## Stated exercise
Rewrite the entries below, substituting "upper-left corner" for every occurrence of "top-left corner" and leaving all other text unchanged.

******************************

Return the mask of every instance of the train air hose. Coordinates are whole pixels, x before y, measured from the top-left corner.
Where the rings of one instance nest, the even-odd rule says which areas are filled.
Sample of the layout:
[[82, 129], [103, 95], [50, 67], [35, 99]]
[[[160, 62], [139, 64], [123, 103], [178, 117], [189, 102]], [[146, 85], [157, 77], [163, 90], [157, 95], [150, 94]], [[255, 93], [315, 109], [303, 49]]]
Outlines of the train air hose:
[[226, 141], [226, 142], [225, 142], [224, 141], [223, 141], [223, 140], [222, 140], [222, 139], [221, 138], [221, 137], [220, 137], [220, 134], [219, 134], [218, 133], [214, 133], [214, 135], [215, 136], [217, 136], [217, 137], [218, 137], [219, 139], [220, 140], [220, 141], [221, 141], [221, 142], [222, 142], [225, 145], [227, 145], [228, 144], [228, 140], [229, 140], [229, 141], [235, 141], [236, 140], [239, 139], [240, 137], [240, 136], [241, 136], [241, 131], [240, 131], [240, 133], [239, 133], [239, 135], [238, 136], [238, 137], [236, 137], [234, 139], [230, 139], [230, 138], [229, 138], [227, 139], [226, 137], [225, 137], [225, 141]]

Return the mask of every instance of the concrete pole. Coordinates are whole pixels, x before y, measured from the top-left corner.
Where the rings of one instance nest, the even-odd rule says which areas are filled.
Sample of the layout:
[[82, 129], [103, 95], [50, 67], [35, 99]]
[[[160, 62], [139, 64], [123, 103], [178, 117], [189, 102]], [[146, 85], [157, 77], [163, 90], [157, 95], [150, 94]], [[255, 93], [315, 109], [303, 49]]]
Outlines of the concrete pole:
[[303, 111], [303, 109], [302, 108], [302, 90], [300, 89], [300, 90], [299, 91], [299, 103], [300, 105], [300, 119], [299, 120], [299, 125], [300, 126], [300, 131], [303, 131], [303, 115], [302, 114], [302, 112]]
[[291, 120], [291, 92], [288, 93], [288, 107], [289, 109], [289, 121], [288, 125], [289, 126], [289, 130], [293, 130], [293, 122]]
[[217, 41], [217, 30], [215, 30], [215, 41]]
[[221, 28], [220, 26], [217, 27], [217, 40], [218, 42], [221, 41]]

******************************

## Result of the exercise
Return the mask of every instance of the train air hose. Coordinates are whole pixels, x before y, measured from the upper-left corner.
Where the rings of one instance nest, the even-odd rule says which areas are filled.
Sample of the layout:
[[82, 129], [103, 95], [50, 67], [35, 99]]
[[[160, 62], [139, 64], [123, 103], [178, 117], [189, 102]], [[146, 85], [157, 77], [163, 90], [157, 95], [150, 94]], [[255, 93], [315, 109], [303, 49]]]
Outlines of the train air hose:
[[226, 141], [226, 142], [225, 142], [224, 141], [223, 141], [223, 140], [222, 140], [222, 139], [221, 138], [221, 137], [220, 137], [220, 134], [219, 134], [218, 133], [214, 133], [214, 135], [215, 136], [217, 136], [217, 137], [218, 137], [219, 139], [220, 140], [220, 141], [221, 141], [221, 142], [222, 142], [225, 145], [227, 145], [228, 144], [228, 140], [229, 140], [229, 141], [235, 141], [236, 140], [239, 139], [240, 137], [240, 136], [241, 136], [241, 131], [240, 131], [240, 133], [239, 133], [239, 135], [238, 136], [238, 137], [236, 137], [234, 139], [230, 139], [230, 138], [229, 138], [227, 139], [226, 137], [225, 137], [225, 141]]

Return the mask of every instance of the concrete pole. Coordinates are whole pixels, x before y, measured from the upper-left corner.
Where the rings of one instance nest, the even-odd rule says which areas are filled.
Sample of the layout:
[[82, 129], [103, 95], [50, 67], [35, 99]]
[[[160, 62], [139, 64], [123, 103], [178, 117], [189, 102]], [[146, 85], [157, 77], [163, 90], [157, 95], [150, 94]], [[255, 93], [315, 109], [303, 49]]]
Outlines of the concrete pole:
[[303, 111], [303, 109], [302, 108], [302, 90], [300, 89], [300, 90], [299, 91], [299, 103], [300, 105], [300, 119], [299, 120], [299, 125], [300, 126], [300, 131], [303, 131], [303, 115], [302, 114], [302, 112]]
[[291, 120], [291, 92], [288, 93], [288, 107], [289, 109], [289, 121], [288, 125], [289, 126], [289, 130], [293, 130], [293, 122]]
[[217, 41], [217, 30], [215, 30], [215, 41]]
[[221, 28], [220, 26], [217, 27], [217, 40], [218, 42], [221, 41]]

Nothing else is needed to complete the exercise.